Ausgewählter Auszug:
"""

JANUAR-WELTRANGLISTE: Kein Stein bleibt auf dem anderen



Gewaltige Sprünge brachte das neue System der Weltrangliste, das ab diesem Monat greift. Mancher Star fiel ins Niemandsland zurück, andere sprinteten steil nach oben. Dass Dimitrij Ovtcharov die Spitzenposition übernehmen würde, wusste man seit den Grand Finals.

Bereits am Neujahrstag präsentierte die ITTF ihre Januar-Weltrangliste – eine Ranking-Revolution erster Güte, über die man noch viel diskutieren wird, da man zwar informiert war, was kommen würde, jetzt aber erst schwarz auf weiß sieht, wie die Tischtenniswelt durch das neue System durcheinandergewirbelt wird. Das gilt nicht so sehr für die beiden neuen Branchenführer, die auch im „Normalfall“ weit oben zu finde wären – Ovtcharov dann eben als Dritter und Chen Meng hätte Zhu Yuling ohnehin abgelöst –, aber hinter ihnen sind teilweise gigantische Sprünge und Abstürze zu verzeichnen.

"""

Zu bearbeitende Aufgaben:
a) Gib aus dem Text zur Januar-Weltrangliste die Passage wortgetreu wieder, beginnend bei „Gewaltige Sprünge brachte“ und endend bei „Abstürze zu verzeichnen.“.
b) Führe den Text zur Januar-Weltrangliste dort fort, wo er aufhört.
Die anschließende Liste ist eigenständiges Material und gehört nicht zum Text zur Januar-Weltrangliste.

Gesammelte Daten:
"""

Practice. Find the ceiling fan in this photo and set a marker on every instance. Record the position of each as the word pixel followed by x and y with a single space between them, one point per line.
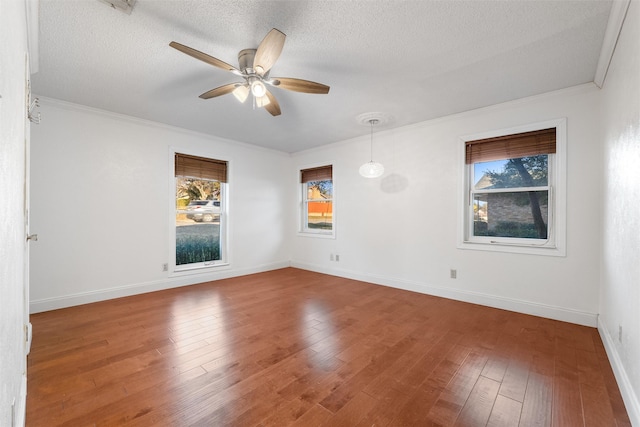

"""

Ergebnisse der Übung:
a)
Gewaltige Sprünge brachte das neue System der Weltrangliste, das ab diesem Monat greift. Mancher Star fiel ins Niemandsland zurück, andere sprinteten steil nach oben. Dass Dimitrij Ovtcharov die Spitzenposition übernehmen würde, wusste man seit den Grand Finals.

Bereits am Neujahrstag präsentierte die ITTF ihre Januar-Weltrangliste – eine Ranking-Revolution erster Güte, über die man noch viel diskutieren wird, da man zwar informiert war, was kommen würde, jetzt aber erst schwarz auf weiß sieht, wie die Tischtenniswelt durch das neue System durcheinandergewirbelt wird. Das gilt nicht so sehr für die beiden neuen Branchenführer, die auch im „Normalfall“ weit oben zu finde wären – Ovtcharov dann eben als Dritter und Chen Meng hätte Zhu Yuling ohnehin abgelöst –, aber hinter ihnen sind teilweise gigantische Sprünge und Abstürze zu verzeichnen.

b)
Diese basieren auf dem neuen Berechnungssystem des Weltverbandes. Nach diesem haben Niederlagen gegen schwächere Gegner keine Minuspunkte mehr zur Folge. Die bisherige Einstufung des Gegners ist nun irrelevant für die Punktevergabe und häufiges Spielen wird belohnt. Maximal acht Turniere fließen in die Wertung ein, was bedeutet, dass derjenige, der viel spielt, über die maximale Zahl an Events und mehr mögliche Streichergebnisse verfügt. Wer wenig spielt, wird dagegen abgestraft und muss mit deutlichen Einbußen rechnen.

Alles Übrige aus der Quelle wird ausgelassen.